**指示**
以下のデータを最初から最後まで、一字も変えずにそのまま書き写すこと。

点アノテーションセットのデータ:
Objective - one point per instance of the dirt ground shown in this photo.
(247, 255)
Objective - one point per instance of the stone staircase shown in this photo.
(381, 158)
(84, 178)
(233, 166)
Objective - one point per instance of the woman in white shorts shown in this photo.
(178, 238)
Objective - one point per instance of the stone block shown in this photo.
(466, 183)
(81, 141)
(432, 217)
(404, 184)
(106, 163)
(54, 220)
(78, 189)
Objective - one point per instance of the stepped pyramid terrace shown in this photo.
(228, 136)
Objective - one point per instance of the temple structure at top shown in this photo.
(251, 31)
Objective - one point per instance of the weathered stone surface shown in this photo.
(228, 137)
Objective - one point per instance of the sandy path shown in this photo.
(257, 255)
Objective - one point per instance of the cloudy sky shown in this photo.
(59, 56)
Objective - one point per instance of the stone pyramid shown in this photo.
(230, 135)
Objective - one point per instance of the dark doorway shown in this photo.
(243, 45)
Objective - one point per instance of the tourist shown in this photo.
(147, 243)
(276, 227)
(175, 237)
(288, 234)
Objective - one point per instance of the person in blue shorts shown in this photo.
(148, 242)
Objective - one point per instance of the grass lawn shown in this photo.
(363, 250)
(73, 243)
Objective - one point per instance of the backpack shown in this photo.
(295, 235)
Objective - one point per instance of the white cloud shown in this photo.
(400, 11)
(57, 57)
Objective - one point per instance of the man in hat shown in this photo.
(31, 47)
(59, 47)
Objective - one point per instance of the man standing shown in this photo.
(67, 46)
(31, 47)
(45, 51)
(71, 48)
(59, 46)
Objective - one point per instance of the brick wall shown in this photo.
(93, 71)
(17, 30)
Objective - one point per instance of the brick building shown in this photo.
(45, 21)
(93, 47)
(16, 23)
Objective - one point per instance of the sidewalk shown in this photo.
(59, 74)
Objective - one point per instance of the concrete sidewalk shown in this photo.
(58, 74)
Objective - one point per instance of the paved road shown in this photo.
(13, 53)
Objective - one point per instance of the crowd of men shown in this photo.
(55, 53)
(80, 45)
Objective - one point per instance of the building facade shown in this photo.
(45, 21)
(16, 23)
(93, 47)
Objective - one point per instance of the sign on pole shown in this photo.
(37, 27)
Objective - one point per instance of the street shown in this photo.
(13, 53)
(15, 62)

**回答**
Objective - one point per instance of the dirt ground shown in this photo.
(247, 255)
Objective - one point per instance of the stone staircase shown in this photo.
(381, 158)
(84, 178)
(233, 166)
Objective - one point per instance of the woman in white shorts shown in this photo.
(178, 238)
Objective - one point per instance of the stone block shown in this photo.
(466, 183)
(81, 141)
(432, 217)
(404, 184)
(106, 163)
(54, 220)
(78, 189)
Objective - one point per instance of the stepped pyramid terrace shown in this photo.
(228, 136)
Objective - one point per instance of the temple structure at top shown in this photo.
(251, 31)
Objective - one point per instance of the weathered stone surface shown in this photo.
(228, 137)
Objective - one point per instance of the sandy path shown in this photo.
(257, 255)
Objective - one point per instance of the cloudy sky shown in this photo.
(59, 56)
Objective - one point per instance of the stone pyramid shown in this photo.
(230, 135)
Objective - one point per instance of the dark doorway shown in this photo.
(243, 45)
Objective - one point per instance of the tourist shown in this photo.
(147, 243)
(276, 227)
(175, 237)
(288, 234)
Objective - one point per instance of the person in blue shorts shown in this photo.
(148, 242)
Objective - one point per instance of the grass lawn shown in this photo.
(363, 250)
(73, 243)
Objective - one point per instance of the backpack shown in this photo.
(295, 235)
Objective - one point per instance of the white cloud shown in this photo.
(400, 11)
(57, 57)
Objective - one point per instance of the man in hat shown in this photo.
(31, 47)
(59, 47)
Objective - one point per instance of the man standing shown in this photo.
(67, 46)
(31, 47)
(45, 51)
(71, 48)
(59, 46)
Objective - one point per instance of the brick wall shown in this photo.
(93, 71)
(17, 30)
Objective - one point per instance of the brick building shown in this photo.
(45, 21)
(93, 47)
(16, 23)
Objective - one point per instance of the sidewalk shown in this photo.
(59, 74)
Objective - one point per instance of the concrete sidewalk shown in this photo.
(58, 74)
Objective - one point per instance of the paved road shown in this photo.
(13, 53)
Objective - one point per instance of the crowd of men shown in this photo.
(55, 53)
(80, 45)
Objective - one point per instance of the building facade shown in this photo.
(45, 21)
(16, 23)
(93, 47)
Objective - one point per instance of the sign on pole shown in this photo.
(37, 27)
Objective - one point per instance of the street shown in this photo.
(13, 53)
(15, 62)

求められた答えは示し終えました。